Segment Start: PROVIDED DATA

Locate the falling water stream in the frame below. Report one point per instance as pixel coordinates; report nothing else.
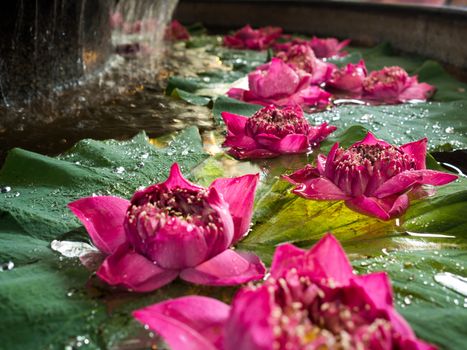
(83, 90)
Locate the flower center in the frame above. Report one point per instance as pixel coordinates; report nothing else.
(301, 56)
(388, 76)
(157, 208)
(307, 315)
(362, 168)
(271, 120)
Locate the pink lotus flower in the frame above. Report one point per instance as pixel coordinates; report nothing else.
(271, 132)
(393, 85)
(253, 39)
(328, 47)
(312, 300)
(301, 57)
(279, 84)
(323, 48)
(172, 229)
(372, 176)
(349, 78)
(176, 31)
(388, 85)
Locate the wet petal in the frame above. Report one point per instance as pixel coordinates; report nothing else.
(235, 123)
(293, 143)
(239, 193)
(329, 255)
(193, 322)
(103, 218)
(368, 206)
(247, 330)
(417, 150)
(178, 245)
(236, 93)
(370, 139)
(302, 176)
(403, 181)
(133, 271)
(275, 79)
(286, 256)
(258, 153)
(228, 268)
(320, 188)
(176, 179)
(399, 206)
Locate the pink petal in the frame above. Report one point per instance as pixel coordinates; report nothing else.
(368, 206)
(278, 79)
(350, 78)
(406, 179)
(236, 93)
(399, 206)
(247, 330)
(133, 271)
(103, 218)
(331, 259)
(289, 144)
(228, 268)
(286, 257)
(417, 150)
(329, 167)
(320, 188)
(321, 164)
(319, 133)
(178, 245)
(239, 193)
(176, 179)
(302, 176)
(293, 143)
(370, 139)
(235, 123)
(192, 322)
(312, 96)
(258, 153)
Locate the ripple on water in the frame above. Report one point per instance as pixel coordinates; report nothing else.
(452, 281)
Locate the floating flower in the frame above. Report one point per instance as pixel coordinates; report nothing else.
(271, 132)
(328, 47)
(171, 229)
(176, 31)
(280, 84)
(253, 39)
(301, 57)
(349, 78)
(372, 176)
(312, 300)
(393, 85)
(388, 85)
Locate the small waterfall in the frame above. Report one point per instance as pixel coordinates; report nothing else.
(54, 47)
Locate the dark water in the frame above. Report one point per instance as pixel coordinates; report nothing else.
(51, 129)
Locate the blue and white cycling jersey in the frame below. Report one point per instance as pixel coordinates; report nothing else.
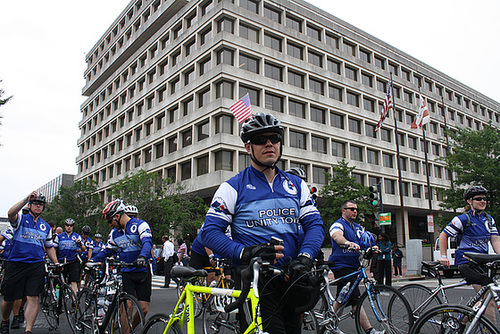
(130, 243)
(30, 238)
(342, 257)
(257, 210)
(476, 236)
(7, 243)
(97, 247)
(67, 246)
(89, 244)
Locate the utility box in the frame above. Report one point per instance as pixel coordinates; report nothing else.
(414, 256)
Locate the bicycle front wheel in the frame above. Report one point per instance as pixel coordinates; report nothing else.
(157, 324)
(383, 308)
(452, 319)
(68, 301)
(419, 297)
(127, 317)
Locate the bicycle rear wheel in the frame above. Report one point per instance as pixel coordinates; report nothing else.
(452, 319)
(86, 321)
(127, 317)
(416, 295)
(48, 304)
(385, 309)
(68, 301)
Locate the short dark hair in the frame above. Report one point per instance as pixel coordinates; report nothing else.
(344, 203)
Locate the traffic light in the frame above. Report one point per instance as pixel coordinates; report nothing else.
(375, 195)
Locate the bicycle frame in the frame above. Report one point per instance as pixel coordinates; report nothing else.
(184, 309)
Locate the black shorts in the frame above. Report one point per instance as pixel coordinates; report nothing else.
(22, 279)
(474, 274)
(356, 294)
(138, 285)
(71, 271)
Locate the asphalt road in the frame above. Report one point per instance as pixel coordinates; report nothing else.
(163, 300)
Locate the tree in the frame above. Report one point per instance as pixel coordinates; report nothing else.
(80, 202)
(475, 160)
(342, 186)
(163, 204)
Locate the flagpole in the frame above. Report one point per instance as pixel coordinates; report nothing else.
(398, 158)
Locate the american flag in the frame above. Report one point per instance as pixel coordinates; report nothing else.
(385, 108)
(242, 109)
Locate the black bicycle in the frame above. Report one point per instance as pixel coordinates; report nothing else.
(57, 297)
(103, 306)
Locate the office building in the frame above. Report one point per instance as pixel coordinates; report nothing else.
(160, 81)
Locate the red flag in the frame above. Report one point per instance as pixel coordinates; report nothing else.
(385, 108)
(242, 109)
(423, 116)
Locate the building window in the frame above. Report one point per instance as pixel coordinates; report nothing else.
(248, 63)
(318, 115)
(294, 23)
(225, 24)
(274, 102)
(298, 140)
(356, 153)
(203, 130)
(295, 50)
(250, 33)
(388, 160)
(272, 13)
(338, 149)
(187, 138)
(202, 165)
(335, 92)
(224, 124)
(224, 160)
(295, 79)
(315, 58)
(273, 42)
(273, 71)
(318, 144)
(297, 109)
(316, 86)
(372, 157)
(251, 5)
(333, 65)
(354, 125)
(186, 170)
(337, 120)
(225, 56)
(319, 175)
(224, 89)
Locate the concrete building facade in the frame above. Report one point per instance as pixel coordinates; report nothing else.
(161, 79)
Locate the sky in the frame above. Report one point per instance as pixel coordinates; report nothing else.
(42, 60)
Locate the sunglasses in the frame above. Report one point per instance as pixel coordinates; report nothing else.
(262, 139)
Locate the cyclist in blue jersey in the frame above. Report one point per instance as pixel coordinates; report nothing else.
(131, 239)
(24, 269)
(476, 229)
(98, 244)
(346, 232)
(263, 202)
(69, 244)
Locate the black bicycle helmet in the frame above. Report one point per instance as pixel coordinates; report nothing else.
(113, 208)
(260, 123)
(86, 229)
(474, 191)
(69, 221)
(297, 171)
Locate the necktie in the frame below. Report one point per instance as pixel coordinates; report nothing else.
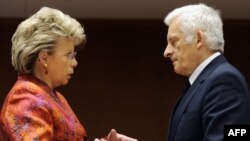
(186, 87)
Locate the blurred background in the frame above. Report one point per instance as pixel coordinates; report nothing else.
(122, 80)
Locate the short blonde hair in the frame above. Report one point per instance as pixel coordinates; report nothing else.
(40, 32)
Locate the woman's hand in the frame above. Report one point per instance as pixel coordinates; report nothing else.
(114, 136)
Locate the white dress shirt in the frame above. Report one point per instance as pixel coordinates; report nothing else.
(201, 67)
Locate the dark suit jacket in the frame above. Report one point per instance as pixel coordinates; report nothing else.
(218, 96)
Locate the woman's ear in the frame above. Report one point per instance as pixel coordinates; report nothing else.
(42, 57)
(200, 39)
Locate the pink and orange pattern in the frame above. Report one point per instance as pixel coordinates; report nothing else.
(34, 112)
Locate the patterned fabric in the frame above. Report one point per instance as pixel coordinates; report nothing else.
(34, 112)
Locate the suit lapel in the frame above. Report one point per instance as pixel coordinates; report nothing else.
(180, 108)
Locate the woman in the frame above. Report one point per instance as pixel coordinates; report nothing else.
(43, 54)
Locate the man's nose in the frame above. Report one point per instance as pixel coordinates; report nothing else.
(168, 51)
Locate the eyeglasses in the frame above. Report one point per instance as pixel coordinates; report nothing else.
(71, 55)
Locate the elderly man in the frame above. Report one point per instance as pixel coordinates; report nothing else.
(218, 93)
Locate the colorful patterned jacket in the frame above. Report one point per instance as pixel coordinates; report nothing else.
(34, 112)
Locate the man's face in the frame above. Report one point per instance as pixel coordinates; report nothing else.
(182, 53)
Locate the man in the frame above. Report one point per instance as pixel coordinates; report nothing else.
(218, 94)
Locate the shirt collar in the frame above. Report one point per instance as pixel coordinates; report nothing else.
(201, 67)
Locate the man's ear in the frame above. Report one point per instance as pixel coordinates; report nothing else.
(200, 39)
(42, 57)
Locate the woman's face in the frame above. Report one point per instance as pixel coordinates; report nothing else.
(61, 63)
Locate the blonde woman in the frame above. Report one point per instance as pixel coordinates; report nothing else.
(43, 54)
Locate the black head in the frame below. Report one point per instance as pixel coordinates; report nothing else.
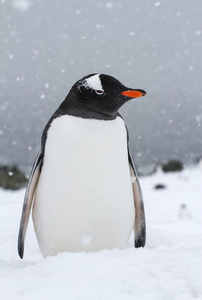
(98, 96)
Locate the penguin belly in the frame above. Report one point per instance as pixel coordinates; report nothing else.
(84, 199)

Segment End: PROVIDED DATA

> EXERCISE:
Where an entry contains an image, skip the image and write out the rest exactly.

> EXPECTED ANSWER:
Locate the falling water stream in the frame below. Report one point per instance as pixel coordinates; report nothing else.
(83, 90)
Locate the flower center in the frame above. Report one point per instance as pixel coordinates; report nothing else.
(301, 56)
(388, 76)
(157, 208)
(307, 315)
(362, 168)
(271, 120)
Locate the pink lotus flower in the frame above. Report one point per instance as pixel coordinates; report nothing else.
(271, 132)
(393, 85)
(253, 39)
(328, 47)
(312, 300)
(301, 57)
(279, 84)
(323, 48)
(172, 229)
(372, 176)
(349, 78)
(176, 31)
(388, 85)
Locate the wet petal in the frame above. Report one point per instance as pixel coordinates; report nothing else.
(235, 123)
(293, 143)
(239, 193)
(329, 255)
(193, 322)
(103, 218)
(368, 206)
(247, 330)
(417, 150)
(178, 245)
(236, 93)
(370, 139)
(302, 176)
(403, 181)
(133, 271)
(275, 79)
(286, 256)
(258, 153)
(228, 268)
(320, 188)
(176, 179)
(399, 206)
Locate the pink petal in the frame above. Report one point per instance as pixel coordinates; report nothing else.
(368, 206)
(278, 79)
(350, 78)
(406, 179)
(236, 93)
(399, 206)
(247, 330)
(133, 271)
(103, 218)
(331, 259)
(289, 144)
(228, 268)
(286, 257)
(417, 150)
(329, 167)
(320, 188)
(321, 164)
(319, 133)
(178, 245)
(239, 193)
(176, 179)
(302, 176)
(293, 143)
(370, 139)
(235, 123)
(192, 322)
(312, 96)
(258, 153)
Locate the ripple on water in the frame above. Report one point per instance as pixel coordinates; report nothing else.
(452, 281)
Locate the floating flower in the frame above. Report one point per instance as pixel coordinates; report nothing else.
(271, 132)
(328, 47)
(171, 229)
(176, 31)
(280, 84)
(253, 39)
(301, 57)
(349, 78)
(372, 176)
(312, 300)
(393, 85)
(388, 85)
Locate the small waterfall in the frame above. Report one point per instance as pixel coordinates; report nothing else.
(54, 47)
Locate the dark water in the frame above. Report one point per instance as pixel coordinates; report nothing else.
(51, 129)
Locate the blue and white cycling jersey in the frame below. Report one point per instance as pixel coordinates; report nothing else.
(130, 243)
(30, 238)
(342, 257)
(257, 210)
(476, 236)
(7, 243)
(97, 247)
(67, 246)
(89, 244)
Locate the utility box in the frame above. Report one point per instance as pixel coordinates; report nothing else.
(414, 256)
Locate the bicycle front wheel in the frame above. Report one point per instance as pixel coordinates; report nothing else.
(157, 324)
(383, 308)
(452, 319)
(68, 301)
(419, 297)
(127, 317)
Locate the bicycle rear wheel in the frame above. Report one point per instance as pixel coordinates; report nothing else.
(452, 319)
(86, 321)
(127, 317)
(416, 295)
(48, 304)
(385, 309)
(68, 301)
Locate the short dark hair in the frame above. Report one point per instance as pixel coordinates; report nothing else.
(344, 203)
Locate the traffic light in the frame above. Report one point per instance as pixel coordinates; report nothing else.
(375, 195)
Locate the bicycle frame in the frame above. Report one point per instance as pixel coordinates; report nothing else.
(184, 309)
Locate the black shorts in the frame above. Report one point per instance as pixel coordinates; report nothing else.
(22, 279)
(474, 274)
(356, 294)
(138, 285)
(71, 271)
Locate the asphalt road in the frame above. Report one point per instance as pixel coordinates; report nothing else.
(163, 300)
Locate the tree in the frame above. Report one point per instance as pixel coordinates; report nothing else.
(80, 202)
(475, 160)
(342, 186)
(163, 204)
Locate the flagpole in the frame above. Report one point per instance as pixel coordinates; report nothing else.
(398, 158)
Locate the american flag in the frame above. Report one point per instance as pixel coordinates; report nothing else.
(385, 108)
(242, 109)
Locate the black bicycle in the frame above. Report one point per instance as pixel coordinates; report nothing else.
(57, 297)
(103, 306)
Locate the office building in the frame above. Report one point per instance as pixel coordinates; report nothing else.
(160, 81)
Locate the red flag in the frame above. Report one point per instance as pixel coordinates; report nothing else.
(385, 108)
(242, 109)
(423, 116)
Locate the building window in the frame above. Report one point per instance as pixel coordinates; report nothing else.
(248, 63)
(318, 115)
(294, 23)
(225, 24)
(274, 102)
(298, 140)
(356, 153)
(203, 130)
(295, 50)
(250, 33)
(388, 160)
(272, 13)
(338, 149)
(187, 138)
(202, 165)
(335, 92)
(224, 124)
(224, 160)
(295, 79)
(315, 58)
(273, 42)
(273, 71)
(318, 144)
(297, 109)
(316, 86)
(372, 157)
(251, 5)
(333, 65)
(354, 125)
(186, 170)
(337, 120)
(225, 56)
(319, 175)
(224, 89)
Locate the concrete building facade in the frame above. Report one point per instance as pixel coordinates; report nothing else.
(161, 79)
Locate the sky in the frame above. Report one point per instance as pixel coordinates; report nothing else.
(42, 60)
Locate the sunglasses in the frame above. Report one point per instance as pixel coordinates; report nothing else.
(262, 139)
Locate the cyclist in blue jersey in the frame above. Report one point per instance as pixel coordinates; report nothing else.
(131, 239)
(24, 269)
(476, 229)
(98, 244)
(346, 232)
(263, 202)
(69, 244)
Locate the black bicycle helmet in the frame above. Report one point per instance as pixel coordinates; report nothing else.
(113, 208)
(260, 123)
(86, 229)
(474, 191)
(69, 221)
(297, 171)
Locate the necktie in the frame below. Report one point per instance as pixel coordinates; report nothing else.
(186, 87)
Locate the blurred background in the frame above. Report one point per instance as pixel coordinates; report nothing else.
(122, 80)
Locate the short blonde hair in the frame above. Report one point per instance as pixel coordinates; report nothing else.
(40, 32)
Locate the woman's hand in the frame above. Report one point per instance as pixel coordinates; report nothing else.
(114, 136)
Locate the white dress shirt in the frame above. Report one point per instance as pixel coordinates; report nothing else.
(201, 67)
Locate the dark suit jacket in the frame above. Report one point per instance as pixel coordinates; report nothing else.
(218, 96)
Locate the woman's ear in the frame above. Report one point per instance as pixel coordinates; report nothing else.
(42, 57)
(200, 39)
Locate the pink and orange pattern in the frame above. Report one point per instance as pixel coordinates; report nothing else.
(34, 112)
Locate the patterned fabric in the frame above. Report one point per instance as pixel coordinates; report nothing else.
(34, 112)
Locate the suit lapel in the frame above. Report one point per instance as pixel coordinates; report nothing else.
(180, 108)
Locate the woman in the frame above. Report one point per instance as pixel coordinates; report nothing else.
(43, 54)
Locate the man's nose in the frame above. Report one point per instance as pixel coordinates; report nothing else.
(168, 51)
Locate the eyeglasses in the frame above. Report one point per instance as pixel coordinates; report nothing else.
(71, 55)
Locate the elderly man in the frame above. Report one point per instance as pixel coordinates; report nothing else.
(218, 93)
Locate the colorful patterned jacket in the frame above. Report one point per instance as pixel coordinates; report nothing else.
(34, 112)
Locate the man's face in the frame above. Report one point per instance as pixel coordinates; report nothing else.
(182, 53)
Locate the man in the frame above. Report one point per instance as pixel coordinates; report nothing else.
(218, 94)
Locate the shirt collar in the frame above. Report one point per instance as pixel coordinates; report nothing else.
(201, 67)
Locate the man's ear in the frame above. Report one point per instance as pixel coordinates; report nothing else.
(200, 39)
(42, 57)
Locate the woman's face in the frame above. Report one point per instance as pixel coordinates; report nothing else.
(61, 63)
Locate the blonde woman in the frame above. Report one point per instance as pixel coordinates; report nothing else.
(43, 54)
Locate the black head in the frame below. Report one point per instance as pixel coordinates; report nothing else.
(98, 96)
Locate the penguin belly in the frame above. Report one point per instance as pixel coordinates; report nothing else.
(84, 199)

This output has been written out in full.